VII. AMWAY AWARE OF WRONGFUL CONDUCT
At all time relevant hereto, Amway was aware that the aforesaid
misrepresentations regarding Defendant Yager’s motivational materials and motivational
rallies were being made to Intervenors and other Amway distributors, and that in
practice, sales of such materials within the Yager organization were consistently being
conducted in violation of Amway’s rules, including without limitation, Section B, Rule 4.
It was in Amway’s economic self-interest to permit such misrepresentations and rules
violations to continue, and although Amway has been aware of such practices for years,
Amway has never terminated the distributorship of Defendant Yager or made any
credible effort to halt his practices in violation of Amway’s rules. Since many of these
events have been brought to light, interestingly, Amway has attempted to change rules
and requirements in order to attempt to distance itself from the conduct of distributors
such as Yager, Wilson and others whose tools businesses are allegedly independent
enterprises, but which Amway attempts now to monitor and control.
VIII. DEFENDANTS’ INTERFERENCE
Defendants engaged in a regular practice of interfering with Intervenors’
respective downlines; cutting out the Intervenors from the distributorship. Such practice
is evident in, among other places, the June 2, 1997 meeting. Additional efforts to go
around, avoid, disparage and generally ostracize the Intervenors have occurred.
IX. DEFENDANTS’ INTERFERENCE WITH INTERVENORS’ DOWNLINE
On various occasions, Defendants herein sold or caused the sale of Amway and
non-Amway products directly to Intervenors’ downline distributors without authorization
from Intervenors, thereby interfering with Intervenors’ distributorship relationships.

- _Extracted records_

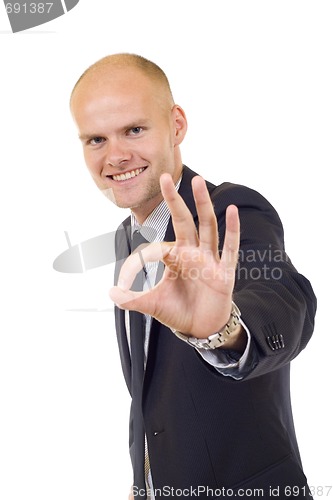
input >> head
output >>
[70,54,187,222]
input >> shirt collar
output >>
[131,175,182,242]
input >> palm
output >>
[110,175,239,338]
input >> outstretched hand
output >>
[110,174,240,338]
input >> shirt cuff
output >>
[196,319,258,380]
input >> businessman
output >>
[71,54,316,499]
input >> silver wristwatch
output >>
[171,302,241,350]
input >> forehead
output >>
[72,67,163,110]
[71,69,167,132]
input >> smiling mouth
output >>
[107,167,147,182]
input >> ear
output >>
[171,104,187,146]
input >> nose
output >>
[106,139,131,167]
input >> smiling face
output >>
[71,59,186,222]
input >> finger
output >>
[221,205,240,276]
[192,176,219,256]
[160,174,198,246]
[109,286,149,312]
[117,242,173,291]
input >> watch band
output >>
[171,302,241,350]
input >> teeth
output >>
[111,168,144,181]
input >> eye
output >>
[89,137,105,146]
[128,127,143,135]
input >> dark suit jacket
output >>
[115,167,316,498]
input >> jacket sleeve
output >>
[212,183,316,379]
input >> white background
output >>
[0,0,333,500]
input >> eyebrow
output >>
[79,118,150,141]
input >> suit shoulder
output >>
[211,182,276,212]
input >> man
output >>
[71,54,316,498]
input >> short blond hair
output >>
[70,53,174,103]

- _Exercises_
1/ Rewrite the stretch of the passage on Amway's conduct from "VII. AMWAY AWARE" through "Section B, Rule 4.", changing "misrepresentations" to "false statements".
2/ Write the next part of the passage on Amway's conduct, picking up after its final sentence.

- _Outputs in order_
1/
VII. AMWAY AWARE OF WRONGFUL CONDUCT
At all time relevant hereto, Amway was aware that the aforesaid
false statements regarding Defendant Yager’s motivational materials and motivational
rallies were being made to Intervenors and other Amway distributors, and that in
practice, sales of such materials within the Yager organization were consistently being
conducted in violation of Amway’s rules, including without limitation, Section B, Rule 4.

2/
X. DEFENDANTS’ DISPARAGEMENT AND DEFAMATION
On numerous occasions, Defendants disparaged and defamed Intervenors to
Intervenors’ own downline distributors and Intervenors’ upline distributors, in an effort
to interfere with Intervenors’ downline distributorship relationships, and to isolate
Intervenors from upline support and assistance.
XI. Violation of Texas Free Enterprise Act
At all material times, Yager, Internet, the Wilsons, Simms and Walkers
maintained a monopoly over the sales, marketing and distribution of business support
materials within the Yager distribution networks. Through a system of market controls
and price maintenance, these Defendants were able to maintain this monopoly power.
Amway turns a blind eye to this system. Among other reasons, this system is in violation
of the consent decree Amway entered into with the Federal Trade Commission.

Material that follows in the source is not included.